--- Excerpt to read ---

Early life and career[edit]

Durham was born in 1873 in rural Kentucky and joined his family's Baptist church; however, he would only experience conversion later. He joined the Holiness movement and by 1901 founded the North Avenue Full Gospel Mission, a store-front church in Chicago.

When the influence of the Los Angeles Azusa Street Revival spread to Chicago, one member of his congregation was baptized in the Holy Spirit. Initially, Durham was dubious about the new Pentecostal movement, but when he visited the Azusa Street Mission for himself, he had his own experience of Spirit baptism with speaking in tongues and was convinced. Upon returning to Chicago, Durham transformed his North Avenue Mission into a center to disseminate the Pentecostal revival in the Midwest and among ethnic minorities. Durham started publishing a periodical, The Pentecostal Testimony, and travelled extensivelly to diffuse the Pentecostal message.[1]

Raised in a Reformed tradition, Durham found difficult to accept the then-widespread Wesleyan doctrine of a three-stage salvation process held by most Pentecostals. Durham began preaching the Finished Work doctrine that the Baptism of the Holy Spirit comes after salvation. Quickly Durham acquired supporters among Pentecostals of Reformed, Baptist, and Christian & Missionary Alliance backgrounds, and many missionaries abroad, but entered at odds with the older Pentecostal preachers, such as William Seymour, Charles Parham, and Florence Crawford.[2]

Durham planned to systemize his theology [3] in order to explain his point of view and published drafts of it in his periodical, but he would not complete it as he died of pneumonia in Los Angeles in 1912.

---

▶ **What you need to do**
**A.** Reproduce word for word the part of the text about Durham from "Raised in a" to "Angeles in 1912.".
**B.** For each statement below, say yes or no to whether the text about Durham supports it, and quote the words of the text that decide it. (i) Durham founded the North Avenue Full Gospel Mission in Los Angeles. (ii) Durham died of pneumonia in 1912. (iii) Durham published drafts of his theology in his periodical.

--- Material ---

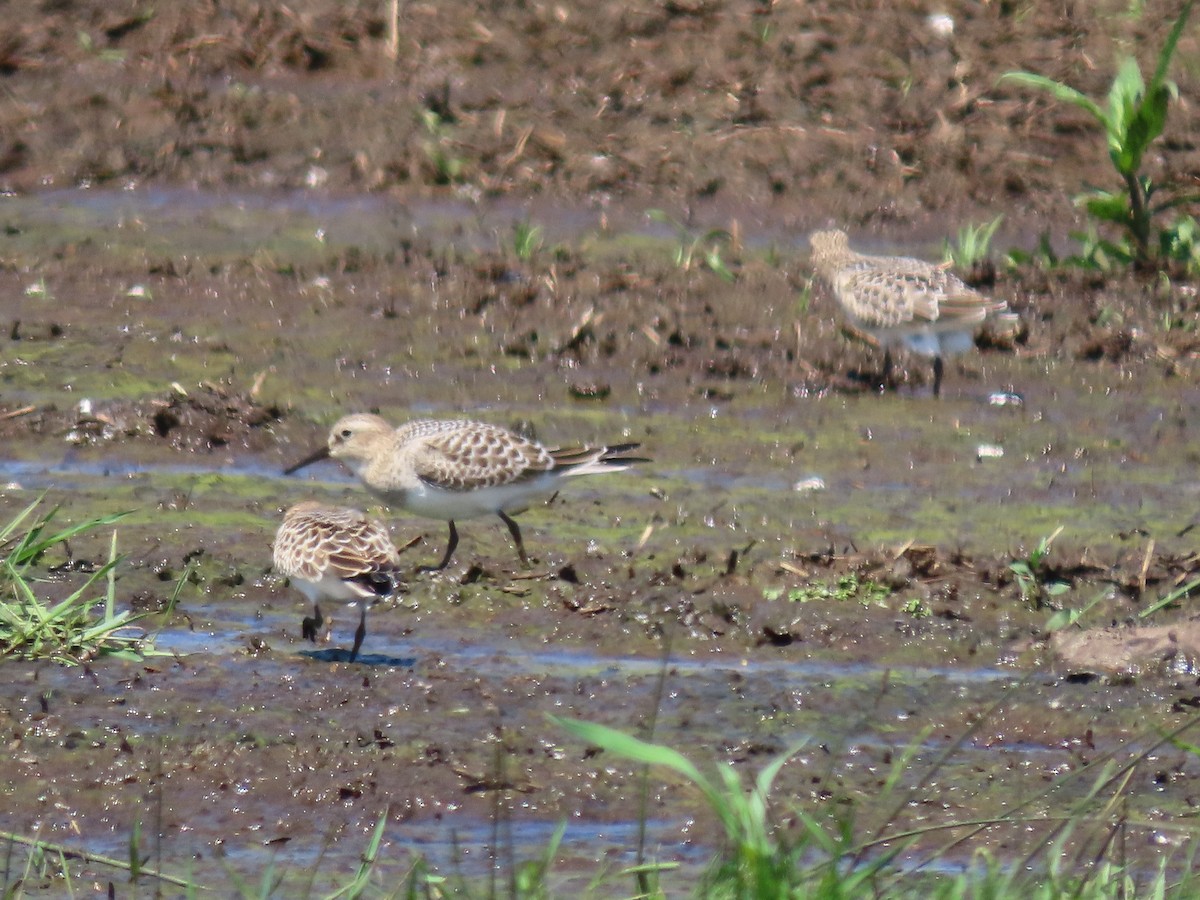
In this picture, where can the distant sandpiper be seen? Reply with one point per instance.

---

▶ **Outputs by task**
**A.**
Raised in a Reformed tradition, Durham found difficult to accept the then-widespread Wesleyan doctrine of a three-stage salvation process held by most Pentecostals. Durham began preaching the Finished Work doctrine that the Baptism of the Holy Spirit comes after salvation. Quickly Durham acquired supporters among Pentecostals of Reformed, Baptist, and Christian & Missionary Alliance backgrounds, and many missionaries abroad, but entered at odds with the older Pentecostal preachers, such as William Seymour, Charles Parham, and Florence Crawford.[2]

Durham planned to systemize his theology [3] in order to explain his point of view and published drafts of it in his periodical, but he would not complete it as he died of pneumonia in Los Angeles in 1912.

**B.**
(i) No: "a store-front church in Chicago."
(ii) Yes: "he died of pneumonia in Los Angeles in 1912."
(iii) Yes: "published drafts of it in his periodical."